Problem statement: Word-for-word transcription is needed for all of the entries.

(Collected data)
══════════════════════════════
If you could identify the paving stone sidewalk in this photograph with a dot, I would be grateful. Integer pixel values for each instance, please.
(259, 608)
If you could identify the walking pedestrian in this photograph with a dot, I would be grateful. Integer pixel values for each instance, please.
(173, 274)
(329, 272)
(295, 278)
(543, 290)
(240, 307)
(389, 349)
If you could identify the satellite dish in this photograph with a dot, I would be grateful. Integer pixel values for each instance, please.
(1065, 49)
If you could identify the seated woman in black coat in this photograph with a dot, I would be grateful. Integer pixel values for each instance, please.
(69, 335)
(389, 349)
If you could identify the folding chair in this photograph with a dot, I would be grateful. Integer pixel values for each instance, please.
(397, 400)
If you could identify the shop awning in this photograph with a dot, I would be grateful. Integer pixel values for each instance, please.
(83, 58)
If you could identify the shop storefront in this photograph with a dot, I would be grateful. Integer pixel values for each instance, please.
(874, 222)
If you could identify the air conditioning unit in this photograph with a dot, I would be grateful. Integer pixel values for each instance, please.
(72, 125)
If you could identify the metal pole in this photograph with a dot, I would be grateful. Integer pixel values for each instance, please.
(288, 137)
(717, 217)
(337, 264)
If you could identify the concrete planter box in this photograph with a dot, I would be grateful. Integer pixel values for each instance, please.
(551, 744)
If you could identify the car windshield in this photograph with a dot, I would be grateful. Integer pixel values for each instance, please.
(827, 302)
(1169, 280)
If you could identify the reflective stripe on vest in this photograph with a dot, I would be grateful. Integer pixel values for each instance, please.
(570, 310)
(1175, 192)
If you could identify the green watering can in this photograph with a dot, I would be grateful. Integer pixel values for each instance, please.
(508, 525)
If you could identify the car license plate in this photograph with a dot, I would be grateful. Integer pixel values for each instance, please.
══════════════════════════════
Solution to this problem:
If you could identify the paving stone sidewalk in this photograph with a dot, I would be grateful. Integer pixel values for each instance, please.
(259, 608)
If you could identify the walking pedestrian in this photograph with a dot, I would be grateful. Integer pixel values for each instance, please.
(173, 274)
(329, 272)
(295, 278)
(543, 290)
(240, 307)
(389, 349)
If you could identify the satellite dish in this photograph with a dot, I would be grateful. Integer pixel values for each instance, please.
(1065, 49)
If you could identify the seated woman in black coat in this photograph with a dot, I would be grateful. Integer pixel values for each instance, please.
(69, 335)
(389, 349)
If you could identify the folding chair in this photograph with a dot, I would be grateful. Integer pixel values for each instance, please.
(397, 400)
If you could identify the shop awning in this photograph with a dot, I would be grateful. Integer pixel values for each instance, please.
(83, 58)
If you could identify the shop storefront in this photograph with a dot, I would be grateful. Integer pixel values for each instance, please.
(874, 222)
If you could identify the air conditioning unit in this photograph with a dot, I would be grateful. Integer pixel values for each instance, please.
(72, 125)
If you could identify the metal pole in this photograph with a dot, I would be grateful. Integer pixel values for each instance, please.
(288, 137)
(717, 217)
(337, 264)
If you could identify the concrete planter box in this photograph with a dot, I would be grateful. Integer pixel values for each instance, please.
(551, 744)
If you could identify the car windshield in this photograph with a dot, I would be grateful. Integer pixel values for each instance, please.
(827, 302)
(1169, 280)
If you could identify the reflective stripe on vest in this photograph with a dot, I would be grateful. Integer pixel values for each instance, please.
(570, 310)
(1175, 192)
If you could identify the green watering can in this photograph with a dot, I would be grateful. Integer pixel values for each instance, please.
(508, 525)
If you could identify the car license plate in this photograph with a dot, I would be grateful. Integer pixel values for each instance, please.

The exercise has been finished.